About this task
For the word "image", return each line of the data in which it occurs.

Excerpts from a dataset
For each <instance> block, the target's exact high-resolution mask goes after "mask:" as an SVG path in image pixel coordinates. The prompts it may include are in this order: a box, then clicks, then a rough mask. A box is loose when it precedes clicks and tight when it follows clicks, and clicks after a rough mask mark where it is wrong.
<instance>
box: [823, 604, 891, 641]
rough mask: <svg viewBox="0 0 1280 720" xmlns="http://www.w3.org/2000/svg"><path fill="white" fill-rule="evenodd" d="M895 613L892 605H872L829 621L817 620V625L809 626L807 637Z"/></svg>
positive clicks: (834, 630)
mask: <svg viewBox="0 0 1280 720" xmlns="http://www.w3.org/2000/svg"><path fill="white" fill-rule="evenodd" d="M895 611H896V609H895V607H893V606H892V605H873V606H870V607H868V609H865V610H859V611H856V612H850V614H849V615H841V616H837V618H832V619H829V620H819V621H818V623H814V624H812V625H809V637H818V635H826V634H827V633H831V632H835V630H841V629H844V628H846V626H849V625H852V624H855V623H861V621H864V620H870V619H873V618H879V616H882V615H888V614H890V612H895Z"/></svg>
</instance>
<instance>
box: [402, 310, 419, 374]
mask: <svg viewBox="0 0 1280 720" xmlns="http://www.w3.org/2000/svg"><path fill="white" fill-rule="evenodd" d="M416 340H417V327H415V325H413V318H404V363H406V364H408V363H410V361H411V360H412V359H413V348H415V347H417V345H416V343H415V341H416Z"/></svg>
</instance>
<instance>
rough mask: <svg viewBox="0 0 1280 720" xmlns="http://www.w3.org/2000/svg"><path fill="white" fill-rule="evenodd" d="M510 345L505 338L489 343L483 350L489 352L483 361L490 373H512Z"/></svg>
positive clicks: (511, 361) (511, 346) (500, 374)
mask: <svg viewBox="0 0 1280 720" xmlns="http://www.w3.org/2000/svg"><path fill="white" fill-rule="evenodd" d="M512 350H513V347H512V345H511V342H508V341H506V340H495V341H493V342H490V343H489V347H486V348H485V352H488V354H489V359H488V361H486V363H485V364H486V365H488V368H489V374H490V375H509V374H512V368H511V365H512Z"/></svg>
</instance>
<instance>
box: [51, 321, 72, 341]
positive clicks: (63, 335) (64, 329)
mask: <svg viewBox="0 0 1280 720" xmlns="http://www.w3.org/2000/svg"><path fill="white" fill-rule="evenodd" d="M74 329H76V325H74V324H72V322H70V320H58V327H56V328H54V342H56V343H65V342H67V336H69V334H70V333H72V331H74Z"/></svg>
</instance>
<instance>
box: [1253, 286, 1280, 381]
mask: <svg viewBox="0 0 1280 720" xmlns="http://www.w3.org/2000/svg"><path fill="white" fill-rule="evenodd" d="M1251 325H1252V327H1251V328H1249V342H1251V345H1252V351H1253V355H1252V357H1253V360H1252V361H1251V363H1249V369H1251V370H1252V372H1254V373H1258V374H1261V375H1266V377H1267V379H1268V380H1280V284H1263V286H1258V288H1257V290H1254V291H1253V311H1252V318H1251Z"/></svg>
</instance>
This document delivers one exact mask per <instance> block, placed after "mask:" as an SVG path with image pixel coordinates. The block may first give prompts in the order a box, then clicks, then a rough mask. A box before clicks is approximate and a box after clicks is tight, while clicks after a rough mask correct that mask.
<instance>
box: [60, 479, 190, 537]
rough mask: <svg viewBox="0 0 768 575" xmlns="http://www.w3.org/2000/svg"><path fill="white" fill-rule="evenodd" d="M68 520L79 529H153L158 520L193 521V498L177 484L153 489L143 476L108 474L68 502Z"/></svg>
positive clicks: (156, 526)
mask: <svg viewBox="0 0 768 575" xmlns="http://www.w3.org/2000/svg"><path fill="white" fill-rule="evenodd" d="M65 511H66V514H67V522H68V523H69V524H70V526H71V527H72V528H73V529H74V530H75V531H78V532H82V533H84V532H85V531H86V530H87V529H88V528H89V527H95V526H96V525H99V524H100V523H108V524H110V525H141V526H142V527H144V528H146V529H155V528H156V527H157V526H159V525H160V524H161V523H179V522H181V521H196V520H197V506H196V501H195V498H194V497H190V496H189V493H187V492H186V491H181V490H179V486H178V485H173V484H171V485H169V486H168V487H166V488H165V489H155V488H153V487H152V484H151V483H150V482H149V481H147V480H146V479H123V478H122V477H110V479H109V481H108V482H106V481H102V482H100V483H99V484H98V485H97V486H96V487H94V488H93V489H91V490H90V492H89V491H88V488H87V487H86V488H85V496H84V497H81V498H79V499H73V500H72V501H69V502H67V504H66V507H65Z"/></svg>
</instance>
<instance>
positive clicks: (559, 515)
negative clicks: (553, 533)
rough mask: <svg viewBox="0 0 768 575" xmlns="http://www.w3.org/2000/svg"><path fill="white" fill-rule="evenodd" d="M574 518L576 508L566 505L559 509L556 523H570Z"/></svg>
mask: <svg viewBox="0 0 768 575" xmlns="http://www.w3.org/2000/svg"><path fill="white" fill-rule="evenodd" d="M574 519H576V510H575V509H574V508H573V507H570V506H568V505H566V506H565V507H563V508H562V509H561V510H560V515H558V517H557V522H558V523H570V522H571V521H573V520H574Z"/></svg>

Answer to the problem
For each <instance> block, the target's exact high-resolution mask goes after "mask:" as an SVG path in image pixel coordinates. The prompts it may include are in this order: a box, then clicks, then a rough mask. A box is loose when it precedes clicks and tight when it follows clicks, and clicks after a rough mask mark where it is wrong.
This document delivers one exact mask per <instance> block, placed after "mask:" as an SVG path with image pixel coordinates. The block may first give prompts in the order a box, then clicks, then a rough mask. A box before clicks is approximate and a box after clicks is tight, while clicks after a rough mask correct that mask.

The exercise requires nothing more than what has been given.